What the task requires: Copy each of the rows below word for word.

=== Material provided ===

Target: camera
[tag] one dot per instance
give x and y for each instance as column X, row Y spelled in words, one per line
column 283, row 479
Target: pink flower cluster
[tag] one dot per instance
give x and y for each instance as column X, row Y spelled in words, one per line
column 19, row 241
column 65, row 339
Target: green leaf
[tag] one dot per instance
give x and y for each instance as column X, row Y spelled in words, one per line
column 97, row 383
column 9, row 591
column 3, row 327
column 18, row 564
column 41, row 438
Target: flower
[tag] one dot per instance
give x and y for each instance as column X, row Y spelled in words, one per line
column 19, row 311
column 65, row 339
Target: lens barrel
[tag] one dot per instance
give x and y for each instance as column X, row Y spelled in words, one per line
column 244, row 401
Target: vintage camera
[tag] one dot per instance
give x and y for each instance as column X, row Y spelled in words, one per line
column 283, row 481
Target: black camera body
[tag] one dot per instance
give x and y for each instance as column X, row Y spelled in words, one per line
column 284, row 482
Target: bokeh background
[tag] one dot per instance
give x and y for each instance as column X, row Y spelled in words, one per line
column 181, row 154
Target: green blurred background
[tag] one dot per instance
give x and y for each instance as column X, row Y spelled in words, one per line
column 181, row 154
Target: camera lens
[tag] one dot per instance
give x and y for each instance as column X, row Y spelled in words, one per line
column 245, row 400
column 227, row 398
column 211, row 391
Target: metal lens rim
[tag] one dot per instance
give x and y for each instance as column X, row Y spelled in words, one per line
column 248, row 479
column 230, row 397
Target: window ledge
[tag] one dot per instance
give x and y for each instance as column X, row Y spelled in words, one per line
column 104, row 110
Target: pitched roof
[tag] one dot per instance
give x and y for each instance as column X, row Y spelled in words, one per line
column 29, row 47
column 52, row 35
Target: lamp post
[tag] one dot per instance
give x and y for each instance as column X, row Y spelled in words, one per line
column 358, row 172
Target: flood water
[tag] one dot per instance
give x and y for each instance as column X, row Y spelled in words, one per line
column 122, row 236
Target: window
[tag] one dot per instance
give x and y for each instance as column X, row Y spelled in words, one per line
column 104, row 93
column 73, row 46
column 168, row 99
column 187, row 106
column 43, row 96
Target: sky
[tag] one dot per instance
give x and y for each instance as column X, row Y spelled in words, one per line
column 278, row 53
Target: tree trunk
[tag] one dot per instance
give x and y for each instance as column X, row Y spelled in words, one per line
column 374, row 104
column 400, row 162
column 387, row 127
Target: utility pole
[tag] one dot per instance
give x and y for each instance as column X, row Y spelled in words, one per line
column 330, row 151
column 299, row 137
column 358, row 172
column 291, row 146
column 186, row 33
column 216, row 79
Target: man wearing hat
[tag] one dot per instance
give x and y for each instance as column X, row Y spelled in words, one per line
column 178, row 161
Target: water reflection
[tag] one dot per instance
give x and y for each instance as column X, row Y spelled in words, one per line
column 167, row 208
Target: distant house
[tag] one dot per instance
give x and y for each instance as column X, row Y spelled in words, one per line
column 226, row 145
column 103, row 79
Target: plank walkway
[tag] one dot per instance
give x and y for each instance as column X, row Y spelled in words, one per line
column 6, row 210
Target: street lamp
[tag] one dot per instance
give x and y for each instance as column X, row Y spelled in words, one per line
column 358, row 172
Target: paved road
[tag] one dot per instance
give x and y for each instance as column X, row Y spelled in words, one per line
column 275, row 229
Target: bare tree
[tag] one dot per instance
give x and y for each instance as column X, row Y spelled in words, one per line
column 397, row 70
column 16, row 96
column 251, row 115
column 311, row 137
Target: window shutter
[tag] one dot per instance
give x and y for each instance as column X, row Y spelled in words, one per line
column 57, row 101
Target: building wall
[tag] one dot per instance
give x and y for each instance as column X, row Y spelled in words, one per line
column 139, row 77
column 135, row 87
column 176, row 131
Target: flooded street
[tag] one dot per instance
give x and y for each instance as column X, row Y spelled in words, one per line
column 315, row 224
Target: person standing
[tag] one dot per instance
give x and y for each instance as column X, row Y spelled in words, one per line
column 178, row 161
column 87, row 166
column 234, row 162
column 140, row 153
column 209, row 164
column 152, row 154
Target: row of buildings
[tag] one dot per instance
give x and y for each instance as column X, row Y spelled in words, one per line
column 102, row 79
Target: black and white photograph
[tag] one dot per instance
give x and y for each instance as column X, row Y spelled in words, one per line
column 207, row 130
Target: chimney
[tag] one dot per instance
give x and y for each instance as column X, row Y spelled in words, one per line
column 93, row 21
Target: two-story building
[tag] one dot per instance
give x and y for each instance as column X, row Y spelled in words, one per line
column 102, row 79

===

Result for this exercise:
Target: camera
[tag] one dot per instance
give x and y for each instance as column X, row Y spelled in words, one per line
column 283, row 479
Target: pink flower cluster
[tag] one dot per instance
give x and y for each instance as column X, row Y spelled in words, one per line
column 19, row 241
column 65, row 339
Target: green leaf
[tag] one dot per instance
give x and y for each instance as column X, row Y spelled in words, one per line
column 97, row 383
column 9, row 591
column 3, row 327
column 18, row 564
column 41, row 438
Target: flower
[tag] one dot per instance
give x and y for each instance as column X, row Y spelled in words, one per line
column 19, row 311
column 65, row 339
Target: lens barrel
[tag] one dot per instance
give x and y for each instance as column X, row Y spelled in words, one per line
column 244, row 401
Target: vintage camera
[tag] one dot per instance
give x and y for each instance as column X, row Y spelled in words, one per line
column 283, row 481
Target: black camera body
[tag] one dot per instance
give x and y for each instance as column X, row Y spelled in words, one per line
column 284, row 482
Target: bokeh background
[tag] one dot per instance
give x and y for each instance as column X, row Y spelled in words, one per line
column 181, row 154
Target: green blurred background
[tag] one dot per instance
give x and y for each instance as column X, row Y spelled in words, one per line
column 181, row 154
Target: camera lens
[tag] one dot per instance
give x and y for each instance as column X, row Y spelled in words, one per line
column 245, row 400
column 227, row 398
column 211, row 391
Target: metal lens rim
[tag] one dot per instance
give x and y for each instance as column X, row Y spelled in words, one per line
column 248, row 479
column 230, row 397
Target: window ledge
[tag] one dot per instance
give x and y for each instance as column X, row Y spelled in words, one per line
column 104, row 110
Target: pitched roof
[tag] one dot per instance
give x and y for each instance as column X, row Y spelled in words, one per line
column 29, row 47
column 52, row 35
Target: lamp post
[tag] one dot per instance
give x and y for each instance as column X, row Y spelled in words, one per line
column 358, row 172
Target: flood water
[tag] one dot per instance
give x and y for each instance as column X, row Y spelled in words, one per line
column 122, row 236
Target: window
[tag] one dot per instance
give x and y for each instance as column X, row Y spelled in words, one per line
column 104, row 93
column 73, row 46
column 168, row 99
column 187, row 106
column 43, row 96
Target: sky
[tag] one dot per instance
give x and y for each instance as column X, row Y spelled in words, one per line
column 278, row 53
Target: tree trunk
[tag] one dot per instance
give x and y for each instance as column X, row Y spelled in words, one per line
column 374, row 104
column 400, row 162
column 387, row 127
Target: utility pole
[tag] one dot per instance
give x and y for each instance as column X, row Y spelled in words, one per line
column 330, row 151
column 299, row 137
column 358, row 172
column 291, row 146
column 186, row 33
column 216, row 79
Target: man wearing hat
[tag] one dot per instance
give x and y for each instance as column X, row Y spelled in words, one per line
column 178, row 161
Target: water reflection
[tag] one dot per instance
give x and y for each instance as column X, row Y spelled in words, one per line
column 167, row 208
Target: distant house
[tag] one dot per instance
give x and y for each instance as column X, row Y spelled in words, one per line
column 226, row 145
column 103, row 79
Target: plank walkway
[tag] one dot per instance
give x and y for each instance as column X, row Y spelled in words, one per line
column 6, row 210
Target: street lamp
[tag] one dot per instance
give x and y for each instance as column X, row Y spelled in words, one per line
column 358, row 172
Target: paved road
[tag] one dot per instance
give x and y for each instance as column X, row Y spelled in words, one per line
column 275, row 229
Target: bare tree
[tag] one dot per instance
give x and y for each instance as column X, row Y spelled in words, one per line
column 397, row 70
column 16, row 96
column 251, row 115
column 311, row 137
Target: window shutter
[tag] one dot per instance
give x and y for each instance as column X, row Y spelled in words, one per line
column 57, row 101
Target: building wall
[tag] one dot per instance
give x and y for each instance as column X, row Y spelled in words, one per line
column 139, row 77
column 135, row 87
column 176, row 131
Target: flooded street
[tag] one dot per instance
give x and y for each instance as column X, row Y spelled in words, one per line
column 315, row 224
Target: person standing
[tag] one dot per instance
give x and y for each instance as column X, row Y spelled in words, one per line
column 178, row 161
column 87, row 166
column 234, row 162
column 140, row 153
column 209, row 164
column 152, row 154
Target: row of buildings
[tag] one dot per instance
give x and y for each instance as column X, row Y spelled in words, one per line
column 102, row 79
Target: black and white photograph
[tag] one dot per instance
give x and y for each instance as column X, row Y spelled in words, one per line
column 207, row 130
Target: chimney
[tag] one dot per instance
give x and y for each instance as column X, row Y spelled in words, one per line
column 93, row 21
Target: two-story building
[tag] one dot per instance
give x and y for each instance as column X, row Y spelled in words, one per line
column 102, row 79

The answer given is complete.